COMPLETE THE FOLLOWING:
[1] Using the buckwheat post, answer each question:
(a) How many weeks into 2011 does the writer say it already is?
(b) Who decided this morning to be off bread for a while?
(c) Which two plants is buckwheat said to be related to?
[2] Please quote the buckwheat post from "You know how" up to and including "contain protein glutens.", keeping every word and mark unchanged.

GIVEN PASSAGE:
—————

Unbelievably, but true, we are already three weeks into 2011 and I bet you've all done a loooooooot to stay with your new year's resolutions (no, I am not being ironic, honestly...) and you've all taken care about your nutrition.
I'm always on the quest to share new insights with you and draw your attention to food that you maybe never considered in your daily diet. Thus browsing through my kitchen cupboards this morning searching for some grains to substitute bread (my dear husband this morning decided to be off bread for a while) I found a pack of organic buckwheat, which I had bought recently. YAAAYYYY!!!!
You know how that works: you read about it, you buy it, then you don't really know, what to do with it and there is dozes around in your cupboard.
BUT: before you throw it, let me tell you some facts about buckwheat:
Uuuhhh, no, I meant the other buckwheat...the one, which is not coloured nicely like this one, but normally comes in a slightly beige colour. The one, that is -barring the popular notion of being a cereal grain- actually a fruit seed that is related to rhubarb and sorrel, making it a suitable grains’ substitute for people who are sensitive to wheat or other grains that contain protein glutens.

—————

INFORMATION PROVIDED:
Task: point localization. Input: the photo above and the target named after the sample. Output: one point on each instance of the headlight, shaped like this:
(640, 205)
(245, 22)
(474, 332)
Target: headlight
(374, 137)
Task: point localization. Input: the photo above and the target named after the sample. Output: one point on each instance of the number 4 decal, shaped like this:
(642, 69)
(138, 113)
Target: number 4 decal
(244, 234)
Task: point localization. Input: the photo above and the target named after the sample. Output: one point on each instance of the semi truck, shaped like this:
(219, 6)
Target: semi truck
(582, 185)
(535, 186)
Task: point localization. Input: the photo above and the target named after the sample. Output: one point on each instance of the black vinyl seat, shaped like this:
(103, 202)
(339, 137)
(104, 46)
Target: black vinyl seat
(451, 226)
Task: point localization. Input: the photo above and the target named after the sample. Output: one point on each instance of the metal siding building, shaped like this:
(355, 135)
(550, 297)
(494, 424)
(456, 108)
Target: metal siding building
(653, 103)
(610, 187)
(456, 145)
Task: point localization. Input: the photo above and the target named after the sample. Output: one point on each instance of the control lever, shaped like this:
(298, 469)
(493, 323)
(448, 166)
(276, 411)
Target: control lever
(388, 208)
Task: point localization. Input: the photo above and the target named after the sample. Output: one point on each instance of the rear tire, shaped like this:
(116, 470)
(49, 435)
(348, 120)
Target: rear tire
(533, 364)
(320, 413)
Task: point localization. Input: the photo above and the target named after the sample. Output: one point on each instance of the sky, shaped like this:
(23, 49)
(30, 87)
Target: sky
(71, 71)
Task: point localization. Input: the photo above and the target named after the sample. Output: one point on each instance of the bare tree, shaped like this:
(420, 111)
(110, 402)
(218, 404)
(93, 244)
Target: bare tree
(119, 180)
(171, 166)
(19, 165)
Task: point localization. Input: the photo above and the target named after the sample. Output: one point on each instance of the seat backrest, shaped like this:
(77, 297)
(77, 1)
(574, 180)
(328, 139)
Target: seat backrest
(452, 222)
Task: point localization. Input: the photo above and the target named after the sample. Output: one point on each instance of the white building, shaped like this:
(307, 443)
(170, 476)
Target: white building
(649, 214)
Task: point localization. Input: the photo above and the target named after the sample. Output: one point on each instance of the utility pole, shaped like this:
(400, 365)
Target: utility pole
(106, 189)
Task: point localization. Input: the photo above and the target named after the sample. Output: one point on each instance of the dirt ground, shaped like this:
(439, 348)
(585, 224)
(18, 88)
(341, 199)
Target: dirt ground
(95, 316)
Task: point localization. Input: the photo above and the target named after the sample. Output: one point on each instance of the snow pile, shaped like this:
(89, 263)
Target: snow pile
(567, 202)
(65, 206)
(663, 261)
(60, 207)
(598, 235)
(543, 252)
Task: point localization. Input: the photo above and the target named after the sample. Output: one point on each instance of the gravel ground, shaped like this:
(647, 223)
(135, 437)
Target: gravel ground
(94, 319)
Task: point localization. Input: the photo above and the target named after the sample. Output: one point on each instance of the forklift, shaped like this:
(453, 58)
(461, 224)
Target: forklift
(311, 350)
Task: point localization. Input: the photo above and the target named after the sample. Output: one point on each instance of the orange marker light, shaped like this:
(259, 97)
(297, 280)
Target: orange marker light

—————

LIST OF SOLUTIONS:
[1]
(a) Three weeks.
(b) The writer's husband.
(c) Rhubarb and sorrel.

[2]
You know how that works: you read about it, you buy it, then you don't really know, what to do with it and there is dozes around in your cupboard.
BUT: before you throw it, let me tell you some facts about buckwheat:
Uuuhhh, no, I meant the other buckwheat...the one, which is not coloured nicely like this one, but normally comes in a slightly beige colour. The one, that is -barring the popular notion of being a cereal grain- actually a fruit seed that is related to rhubarb and sorrel, making it a suitable grains’ substitute for people who are sensitive to wheat or other grains that contain protein glutens.